> **BRIEF**:
Transcribe the forum posts below in full, keeping every word, spelling and line break as they appear.

> **TEXT PROVIDED**:

-.-.-

Today is the first day that I had stool and diarrhea together. How many ML is each dose? I take 45ml in one dose at night. I had the bowel movement 14 hours later. 2pm.
love bizi

mymorgy 08-06-2022 03:15 AM

i am confused. i am taking four tablespoons in the morning, noon and night.
so far nothing.
today was the worse. the f@cking pharmacy. I got a message saying that they were having insurance problems and working on it. i finally called them a few hours later to find out what was happening. i was told it was worked out. then i called and asked the dosage and immediately forgot if i was told it was 3 or 4 tablespoons. sometimes i do have very short term memory. more or less the f @cking a=hole told me they were very busy and I NEEDED TO GET HELP. you can imagine the rage i felt and didn't express. i also felt some fear. i cursed away when i had my therapy session, later i called walgreens and said i wanted to file a complaint and explained what happened. i might have said the guy should be fired. the woman i spoke with was very empathetic and said they would look into it.
i felt finally the rage dissipate.
i don't have a stomach ache but i feel sick.
i haven't been able to sleep and i am so depressed. the medication doesn't touch it. I so hate being bipolar and aging doesn't help. my kitties are staying away from me. I try to think of Morgy. I loved that dog so much.

mymorgy 08-06-2022 03:24 AM

i made an appointment with my eye doctor for a month away and am having Dorot escort me.

-.-.-

> **DATA SUPPLIED**:

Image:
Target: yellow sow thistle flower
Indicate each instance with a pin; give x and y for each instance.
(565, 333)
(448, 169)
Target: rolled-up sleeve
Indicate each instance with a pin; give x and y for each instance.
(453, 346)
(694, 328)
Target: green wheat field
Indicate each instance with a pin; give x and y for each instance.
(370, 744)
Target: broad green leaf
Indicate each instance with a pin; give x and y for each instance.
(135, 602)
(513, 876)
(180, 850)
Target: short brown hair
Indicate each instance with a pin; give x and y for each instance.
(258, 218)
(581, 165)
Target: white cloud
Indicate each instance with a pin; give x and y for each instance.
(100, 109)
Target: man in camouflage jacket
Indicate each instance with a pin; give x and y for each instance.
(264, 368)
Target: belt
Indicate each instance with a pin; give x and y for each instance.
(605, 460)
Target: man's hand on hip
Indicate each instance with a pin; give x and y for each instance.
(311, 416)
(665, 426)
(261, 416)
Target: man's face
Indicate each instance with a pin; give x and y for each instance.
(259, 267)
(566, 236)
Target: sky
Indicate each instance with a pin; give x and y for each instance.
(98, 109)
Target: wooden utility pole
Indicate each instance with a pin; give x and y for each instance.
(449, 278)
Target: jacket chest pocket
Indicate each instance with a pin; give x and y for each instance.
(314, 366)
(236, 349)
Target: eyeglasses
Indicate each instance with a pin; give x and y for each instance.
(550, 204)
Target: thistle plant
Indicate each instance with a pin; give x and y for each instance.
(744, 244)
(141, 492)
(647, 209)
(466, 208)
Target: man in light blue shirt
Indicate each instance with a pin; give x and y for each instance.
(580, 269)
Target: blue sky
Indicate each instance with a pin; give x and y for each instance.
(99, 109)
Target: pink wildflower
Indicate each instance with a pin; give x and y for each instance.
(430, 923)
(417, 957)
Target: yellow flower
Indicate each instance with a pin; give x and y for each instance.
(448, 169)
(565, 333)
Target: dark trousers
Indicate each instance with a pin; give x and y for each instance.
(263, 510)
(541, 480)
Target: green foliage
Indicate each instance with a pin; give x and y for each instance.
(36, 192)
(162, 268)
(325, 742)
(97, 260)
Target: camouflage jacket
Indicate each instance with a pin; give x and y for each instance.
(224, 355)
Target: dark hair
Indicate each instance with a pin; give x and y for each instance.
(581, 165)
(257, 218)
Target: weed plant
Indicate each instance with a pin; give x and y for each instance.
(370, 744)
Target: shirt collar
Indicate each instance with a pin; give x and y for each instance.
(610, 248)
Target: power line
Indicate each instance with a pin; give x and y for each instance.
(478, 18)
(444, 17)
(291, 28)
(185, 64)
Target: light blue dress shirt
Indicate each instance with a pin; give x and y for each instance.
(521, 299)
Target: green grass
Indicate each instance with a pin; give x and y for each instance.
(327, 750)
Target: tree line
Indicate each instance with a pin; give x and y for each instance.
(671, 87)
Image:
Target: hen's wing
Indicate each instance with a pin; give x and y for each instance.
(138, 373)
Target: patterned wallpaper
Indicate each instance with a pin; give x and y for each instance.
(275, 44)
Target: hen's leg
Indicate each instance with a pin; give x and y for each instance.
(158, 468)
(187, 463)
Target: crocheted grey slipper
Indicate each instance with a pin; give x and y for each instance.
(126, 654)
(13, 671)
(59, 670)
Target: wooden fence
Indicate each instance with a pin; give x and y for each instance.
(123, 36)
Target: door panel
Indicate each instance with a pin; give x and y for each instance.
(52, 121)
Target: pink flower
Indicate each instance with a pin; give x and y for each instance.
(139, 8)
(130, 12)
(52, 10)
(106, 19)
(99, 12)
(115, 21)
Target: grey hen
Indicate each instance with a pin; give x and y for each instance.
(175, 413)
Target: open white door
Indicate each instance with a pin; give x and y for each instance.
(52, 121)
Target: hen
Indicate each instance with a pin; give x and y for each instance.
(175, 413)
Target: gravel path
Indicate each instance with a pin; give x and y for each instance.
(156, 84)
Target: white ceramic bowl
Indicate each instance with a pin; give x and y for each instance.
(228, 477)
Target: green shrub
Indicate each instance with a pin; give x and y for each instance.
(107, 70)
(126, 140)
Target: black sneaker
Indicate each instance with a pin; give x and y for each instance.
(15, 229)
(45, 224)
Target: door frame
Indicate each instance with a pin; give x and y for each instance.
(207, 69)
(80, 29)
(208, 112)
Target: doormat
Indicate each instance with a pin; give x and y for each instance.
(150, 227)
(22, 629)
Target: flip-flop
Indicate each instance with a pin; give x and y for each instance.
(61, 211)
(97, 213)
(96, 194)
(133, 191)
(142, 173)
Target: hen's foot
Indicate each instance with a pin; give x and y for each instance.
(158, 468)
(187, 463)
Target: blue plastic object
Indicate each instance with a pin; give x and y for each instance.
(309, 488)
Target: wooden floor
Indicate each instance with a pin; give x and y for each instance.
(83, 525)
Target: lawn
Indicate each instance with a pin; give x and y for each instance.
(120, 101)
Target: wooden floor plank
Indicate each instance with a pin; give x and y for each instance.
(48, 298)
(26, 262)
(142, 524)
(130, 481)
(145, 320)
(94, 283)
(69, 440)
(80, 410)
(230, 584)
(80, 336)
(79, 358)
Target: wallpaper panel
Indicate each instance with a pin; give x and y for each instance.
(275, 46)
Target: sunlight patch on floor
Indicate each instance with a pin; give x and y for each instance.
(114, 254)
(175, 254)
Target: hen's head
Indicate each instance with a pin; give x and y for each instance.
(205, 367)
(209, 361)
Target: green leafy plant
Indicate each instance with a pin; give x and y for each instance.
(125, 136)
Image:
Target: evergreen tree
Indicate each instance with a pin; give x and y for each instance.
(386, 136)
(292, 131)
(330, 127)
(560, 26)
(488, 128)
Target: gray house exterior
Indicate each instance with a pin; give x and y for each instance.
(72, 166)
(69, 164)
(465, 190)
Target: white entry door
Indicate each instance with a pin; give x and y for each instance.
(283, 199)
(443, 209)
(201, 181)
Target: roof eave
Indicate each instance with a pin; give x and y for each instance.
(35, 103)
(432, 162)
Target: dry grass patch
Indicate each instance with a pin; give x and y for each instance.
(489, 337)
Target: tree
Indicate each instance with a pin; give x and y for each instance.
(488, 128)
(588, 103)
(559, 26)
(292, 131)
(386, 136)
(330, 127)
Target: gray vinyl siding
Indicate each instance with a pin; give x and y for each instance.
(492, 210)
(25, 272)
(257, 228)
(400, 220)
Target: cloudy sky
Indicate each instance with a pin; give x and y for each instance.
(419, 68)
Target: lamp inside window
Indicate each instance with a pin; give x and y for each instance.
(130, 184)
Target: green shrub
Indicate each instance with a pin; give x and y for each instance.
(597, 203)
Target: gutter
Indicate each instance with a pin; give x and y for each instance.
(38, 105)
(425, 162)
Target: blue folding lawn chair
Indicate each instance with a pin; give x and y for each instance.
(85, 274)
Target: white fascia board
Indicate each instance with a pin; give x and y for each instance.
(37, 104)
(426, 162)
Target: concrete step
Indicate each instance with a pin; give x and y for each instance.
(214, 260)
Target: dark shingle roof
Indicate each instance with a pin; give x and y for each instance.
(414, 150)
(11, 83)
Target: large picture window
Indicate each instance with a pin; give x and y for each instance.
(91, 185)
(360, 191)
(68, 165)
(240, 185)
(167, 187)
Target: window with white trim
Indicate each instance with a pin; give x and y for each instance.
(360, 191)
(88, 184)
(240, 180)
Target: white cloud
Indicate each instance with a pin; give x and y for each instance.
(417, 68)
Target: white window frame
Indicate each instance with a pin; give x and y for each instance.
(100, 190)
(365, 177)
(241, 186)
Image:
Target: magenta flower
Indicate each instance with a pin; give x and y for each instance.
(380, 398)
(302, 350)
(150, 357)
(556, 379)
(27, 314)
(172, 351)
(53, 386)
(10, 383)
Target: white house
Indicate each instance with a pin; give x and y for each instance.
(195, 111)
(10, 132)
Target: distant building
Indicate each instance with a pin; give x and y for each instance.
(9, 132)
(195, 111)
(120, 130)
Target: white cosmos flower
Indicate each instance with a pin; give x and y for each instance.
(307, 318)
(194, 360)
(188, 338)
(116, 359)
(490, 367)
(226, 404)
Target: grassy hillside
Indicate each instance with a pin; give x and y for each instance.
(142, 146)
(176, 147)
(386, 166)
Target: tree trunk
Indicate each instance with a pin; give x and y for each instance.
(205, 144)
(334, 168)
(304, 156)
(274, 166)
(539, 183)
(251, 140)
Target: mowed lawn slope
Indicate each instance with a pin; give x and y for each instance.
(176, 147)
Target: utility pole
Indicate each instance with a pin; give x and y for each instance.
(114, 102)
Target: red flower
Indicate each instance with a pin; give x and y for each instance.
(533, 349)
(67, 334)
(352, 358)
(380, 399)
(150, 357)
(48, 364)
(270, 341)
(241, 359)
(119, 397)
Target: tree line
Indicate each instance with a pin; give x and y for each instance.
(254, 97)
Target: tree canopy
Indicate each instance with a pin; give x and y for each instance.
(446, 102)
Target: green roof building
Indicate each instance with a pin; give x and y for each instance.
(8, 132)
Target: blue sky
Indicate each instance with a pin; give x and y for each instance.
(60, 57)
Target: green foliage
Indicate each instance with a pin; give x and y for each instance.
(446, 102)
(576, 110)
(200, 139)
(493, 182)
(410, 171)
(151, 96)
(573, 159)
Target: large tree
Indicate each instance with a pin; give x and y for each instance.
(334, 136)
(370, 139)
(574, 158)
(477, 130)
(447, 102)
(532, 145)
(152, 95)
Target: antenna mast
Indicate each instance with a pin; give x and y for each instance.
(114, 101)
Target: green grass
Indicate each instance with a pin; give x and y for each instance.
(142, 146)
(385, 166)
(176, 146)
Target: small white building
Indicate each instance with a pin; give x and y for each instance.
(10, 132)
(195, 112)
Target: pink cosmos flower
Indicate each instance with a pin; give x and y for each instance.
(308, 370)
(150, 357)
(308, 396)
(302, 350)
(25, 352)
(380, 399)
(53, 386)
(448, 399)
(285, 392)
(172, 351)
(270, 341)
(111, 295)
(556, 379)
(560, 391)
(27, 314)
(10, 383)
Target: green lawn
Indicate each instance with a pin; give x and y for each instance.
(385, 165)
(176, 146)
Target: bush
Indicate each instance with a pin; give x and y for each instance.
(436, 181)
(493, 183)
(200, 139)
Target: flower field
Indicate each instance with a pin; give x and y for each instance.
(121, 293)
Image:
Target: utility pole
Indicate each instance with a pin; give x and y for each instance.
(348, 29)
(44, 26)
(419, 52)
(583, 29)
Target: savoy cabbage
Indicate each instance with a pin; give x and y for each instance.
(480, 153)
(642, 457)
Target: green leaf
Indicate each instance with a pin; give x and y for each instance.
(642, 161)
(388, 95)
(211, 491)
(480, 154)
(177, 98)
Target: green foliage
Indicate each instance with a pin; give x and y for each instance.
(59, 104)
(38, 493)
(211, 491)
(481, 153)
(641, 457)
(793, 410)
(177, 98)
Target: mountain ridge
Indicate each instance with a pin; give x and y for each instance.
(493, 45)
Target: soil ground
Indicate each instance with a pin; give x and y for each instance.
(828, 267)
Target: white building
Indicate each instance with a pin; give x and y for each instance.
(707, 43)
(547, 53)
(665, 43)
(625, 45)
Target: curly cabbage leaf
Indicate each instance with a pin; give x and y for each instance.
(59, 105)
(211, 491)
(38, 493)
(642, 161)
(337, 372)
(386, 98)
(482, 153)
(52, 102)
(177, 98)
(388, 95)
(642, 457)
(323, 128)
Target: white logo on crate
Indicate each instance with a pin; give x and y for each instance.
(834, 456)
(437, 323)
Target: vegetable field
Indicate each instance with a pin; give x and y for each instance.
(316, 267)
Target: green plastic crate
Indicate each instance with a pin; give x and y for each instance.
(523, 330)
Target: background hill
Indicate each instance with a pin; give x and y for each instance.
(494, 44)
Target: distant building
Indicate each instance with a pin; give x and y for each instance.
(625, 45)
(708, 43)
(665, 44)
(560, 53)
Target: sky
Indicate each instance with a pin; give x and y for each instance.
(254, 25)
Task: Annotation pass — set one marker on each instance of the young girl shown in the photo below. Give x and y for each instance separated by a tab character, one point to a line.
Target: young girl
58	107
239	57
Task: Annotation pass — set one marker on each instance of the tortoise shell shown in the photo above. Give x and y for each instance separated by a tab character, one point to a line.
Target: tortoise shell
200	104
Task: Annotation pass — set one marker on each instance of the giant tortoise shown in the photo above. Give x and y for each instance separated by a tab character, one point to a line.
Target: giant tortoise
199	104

-.-.-

> **EXERCISE ANSWER**:
Today is the first day that I had stool and diarrhea together. How many ML is each dose? I take 45ml in one dose at night. I had the bowel movement 14 hours later. 2pm.
love bizi

mymorgy 08-06-2022 03:15 AM

i am confused. i am taking four tablespoons in the morning, noon and night.
so far nothing.
today was the worse. the f@cking pharmacy. I got a message saying that they were having insurance problems and working on it. i finally called them a few hours later to find out what was happening. i was told it was worked out. then i called and asked the dosage and immediately forgot if i was told it was 3 or 4 tablespoons. sometimes i do have very short term memory. more or less the f @cking a=hole told me they were very busy and I NEEDED TO GET HELP. you can imagine the rage i felt and didn't express. i also felt some fear. i cursed away when i had my therapy session, later i called walgreens and said i wanted to file a complaint and explained what happened. i might have said the guy should be fired. the woman i spoke with was very empathetic and said they would look into it.
i felt finally the rage dissipate.
i don't have a stomach ache but i feel sick.
i haven't been able to sleep and i am so depressed. the medication doesn't touch it. I so hate being bipolar and aging doesn't help. my kitties are staying away from me. I try to think of Morgy. I loved that dog so much.

mymorgy 08-06-2022 03:24 AM

i made an appointment with my eye doctor for a month away and am having Dorot escort me.